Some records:
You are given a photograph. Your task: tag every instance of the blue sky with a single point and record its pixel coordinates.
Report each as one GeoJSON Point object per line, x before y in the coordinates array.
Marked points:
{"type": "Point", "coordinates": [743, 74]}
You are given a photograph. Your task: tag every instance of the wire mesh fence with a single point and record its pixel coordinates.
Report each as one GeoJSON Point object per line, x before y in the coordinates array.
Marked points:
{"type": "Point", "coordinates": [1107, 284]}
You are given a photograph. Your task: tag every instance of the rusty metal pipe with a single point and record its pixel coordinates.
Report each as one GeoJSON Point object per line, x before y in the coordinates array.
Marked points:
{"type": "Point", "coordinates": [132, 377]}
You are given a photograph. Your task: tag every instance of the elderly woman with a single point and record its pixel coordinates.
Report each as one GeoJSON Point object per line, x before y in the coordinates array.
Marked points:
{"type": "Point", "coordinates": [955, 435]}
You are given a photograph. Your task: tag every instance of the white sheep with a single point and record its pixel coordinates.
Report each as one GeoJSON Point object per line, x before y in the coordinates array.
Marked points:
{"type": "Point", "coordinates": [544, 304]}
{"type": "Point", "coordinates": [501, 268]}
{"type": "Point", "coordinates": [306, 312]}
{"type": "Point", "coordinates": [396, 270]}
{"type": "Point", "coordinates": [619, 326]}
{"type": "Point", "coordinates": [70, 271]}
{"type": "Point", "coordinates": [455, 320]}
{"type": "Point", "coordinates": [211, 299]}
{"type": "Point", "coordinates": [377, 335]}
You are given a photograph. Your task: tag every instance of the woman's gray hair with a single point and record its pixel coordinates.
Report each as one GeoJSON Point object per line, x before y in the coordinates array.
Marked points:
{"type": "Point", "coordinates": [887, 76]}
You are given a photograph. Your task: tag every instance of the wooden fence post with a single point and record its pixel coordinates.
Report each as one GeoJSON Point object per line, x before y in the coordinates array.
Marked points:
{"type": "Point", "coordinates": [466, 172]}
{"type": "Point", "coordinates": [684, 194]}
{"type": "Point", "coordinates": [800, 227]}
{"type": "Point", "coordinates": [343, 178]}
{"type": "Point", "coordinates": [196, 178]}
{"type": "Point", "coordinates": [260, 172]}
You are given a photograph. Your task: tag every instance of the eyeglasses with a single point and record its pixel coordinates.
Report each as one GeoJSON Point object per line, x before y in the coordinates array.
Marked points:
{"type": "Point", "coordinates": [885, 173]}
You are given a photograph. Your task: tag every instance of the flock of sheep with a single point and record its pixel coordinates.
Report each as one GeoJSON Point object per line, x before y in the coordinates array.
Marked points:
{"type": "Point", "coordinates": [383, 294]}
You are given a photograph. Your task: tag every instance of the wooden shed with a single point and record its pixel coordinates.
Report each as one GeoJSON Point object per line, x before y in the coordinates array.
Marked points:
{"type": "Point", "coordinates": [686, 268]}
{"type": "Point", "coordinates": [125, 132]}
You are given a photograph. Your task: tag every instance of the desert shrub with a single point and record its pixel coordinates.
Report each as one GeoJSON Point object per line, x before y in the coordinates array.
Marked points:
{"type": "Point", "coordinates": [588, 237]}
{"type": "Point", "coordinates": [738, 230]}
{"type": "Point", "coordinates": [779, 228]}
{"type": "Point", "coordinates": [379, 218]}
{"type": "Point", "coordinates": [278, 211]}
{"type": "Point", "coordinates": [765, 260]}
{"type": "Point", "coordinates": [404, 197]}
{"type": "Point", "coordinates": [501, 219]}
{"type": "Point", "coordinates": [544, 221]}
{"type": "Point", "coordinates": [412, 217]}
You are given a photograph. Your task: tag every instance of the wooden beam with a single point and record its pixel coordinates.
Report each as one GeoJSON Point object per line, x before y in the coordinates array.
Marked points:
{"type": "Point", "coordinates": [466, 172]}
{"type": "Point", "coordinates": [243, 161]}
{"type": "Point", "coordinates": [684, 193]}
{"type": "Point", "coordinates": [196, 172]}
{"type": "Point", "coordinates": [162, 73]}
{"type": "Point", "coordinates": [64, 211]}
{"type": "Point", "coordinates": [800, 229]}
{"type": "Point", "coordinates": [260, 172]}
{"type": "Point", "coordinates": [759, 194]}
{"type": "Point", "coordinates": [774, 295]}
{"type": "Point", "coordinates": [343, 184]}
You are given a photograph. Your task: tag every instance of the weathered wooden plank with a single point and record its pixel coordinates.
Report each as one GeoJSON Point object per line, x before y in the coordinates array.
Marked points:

# Task statement
Copy every one of the lines above exactly, with nothing changed.

# Solution
You are given a photograph. Your task: tag every instance of the blue sky with a single point and record its pixel coordinates.
Report each as one GeoJSON Point object per line, x before y in the coordinates array.
Marked points:
{"type": "Point", "coordinates": [743, 74]}
You are given a photograph. Your task: tag every instance of the wire mesh fence with a single point and record its pixel coordinates.
Report each as one GeoJSON Point object per line, x before y in the coordinates array.
Marked points:
{"type": "Point", "coordinates": [1107, 284]}
You are given a photograph. Your task: tag every instance of the rusty metal pipe with a single point and record its pixel coordinates.
Report each as one GeoJSON Point object per line, x before y in the coordinates array.
Marked points:
{"type": "Point", "coordinates": [132, 377]}
You are given a photograph. Your task: tag every instance of the elderly woman with a single point and record its pixel coordinates.
Report each as one GeoJSON Point object per line, x before y in the coordinates array.
Marked points:
{"type": "Point", "coordinates": [955, 435]}
You are given a photograph. Your task: tag every instance of the white sheep with a single point and record its pixel coordinates.
Report each as one GeoJSON Point object per line, x before y in the coordinates array.
Marked points:
{"type": "Point", "coordinates": [544, 304]}
{"type": "Point", "coordinates": [501, 268]}
{"type": "Point", "coordinates": [306, 312]}
{"type": "Point", "coordinates": [396, 270]}
{"type": "Point", "coordinates": [619, 326]}
{"type": "Point", "coordinates": [70, 271]}
{"type": "Point", "coordinates": [455, 320]}
{"type": "Point", "coordinates": [211, 299]}
{"type": "Point", "coordinates": [377, 335]}
You are given a photograph. Your task: tag every instance of the woman's gray hair with a single point and record its pixel coordinates.
Report each as one GeoJSON Point object per line, x before y in the coordinates array.
Marked points:
{"type": "Point", "coordinates": [887, 76]}
You are given a photograph. Your task: tag every instance of the wooden fence post with a single point and record its pixel coordinates.
Report each as one GeoJSON Point object per line, x before y in the coordinates array.
Marked points:
{"type": "Point", "coordinates": [466, 172]}
{"type": "Point", "coordinates": [684, 194]}
{"type": "Point", "coordinates": [800, 227]}
{"type": "Point", "coordinates": [343, 178]}
{"type": "Point", "coordinates": [196, 178]}
{"type": "Point", "coordinates": [260, 172]}
You are given a photograph. Your task: tag every instance of the eyeglasses with a single point and record its pixel coordinates.
Report each as one GeoJSON Point object per line, x before y in the coordinates array.
Marked points:
{"type": "Point", "coordinates": [885, 173]}
You are given a photograph. Your task: tag every instance of the flock of sheep with a single point and record its pixel coordinates.
Report each as one GeoJSON Point object per line, x before y in the coordinates array.
Marked points:
{"type": "Point", "coordinates": [383, 294]}
You are given a photograph. Your task: tag every instance of the wooden shed with a single point and record its pixel coordinates.
Report each as one GeoJSON Point object per line, x before y in the coordinates array.
Marked points:
{"type": "Point", "coordinates": [686, 268]}
{"type": "Point", "coordinates": [125, 132]}
You are given a photograph. Your task: tag every instance of the desert shrub with a single point and record its pixel coordinates.
Report each as one GeoJSON Point object per line, x before y in the coordinates array.
Marked points:
{"type": "Point", "coordinates": [588, 237]}
{"type": "Point", "coordinates": [738, 230]}
{"type": "Point", "coordinates": [779, 228]}
{"type": "Point", "coordinates": [379, 218]}
{"type": "Point", "coordinates": [278, 211]}
{"type": "Point", "coordinates": [765, 260]}
{"type": "Point", "coordinates": [404, 197]}
{"type": "Point", "coordinates": [501, 219]}
{"type": "Point", "coordinates": [544, 221]}
{"type": "Point", "coordinates": [412, 217]}
You are given a photograph. Your task: tag every instance of the wooden beam with a single point and record its pixel coordinates.
Report each as one GeoJSON Point object per line, x before y in the coordinates array.
Marked points:
{"type": "Point", "coordinates": [466, 172]}
{"type": "Point", "coordinates": [243, 161]}
{"type": "Point", "coordinates": [684, 193]}
{"type": "Point", "coordinates": [196, 172]}
{"type": "Point", "coordinates": [162, 73]}
{"type": "Point", "coordinates": [64, 211]}
{"type": "Point", "coordinates": [800, 229]}
{"type": "Point", "coordinates": [260, 172]}
{"type": "Point", "coordinates": [759, 194]}
{"type": "Point", "coordinates": [774, 295]}
{"type": "Point", "coordinates": [343, 184]}
You are given a photograph. Your task: tag every instance of the weathered wooden plank with a single point and record its pixel coordinates.
Report each as one GeoJSON Point object per line, x before y in the coordinates array.
Marked points:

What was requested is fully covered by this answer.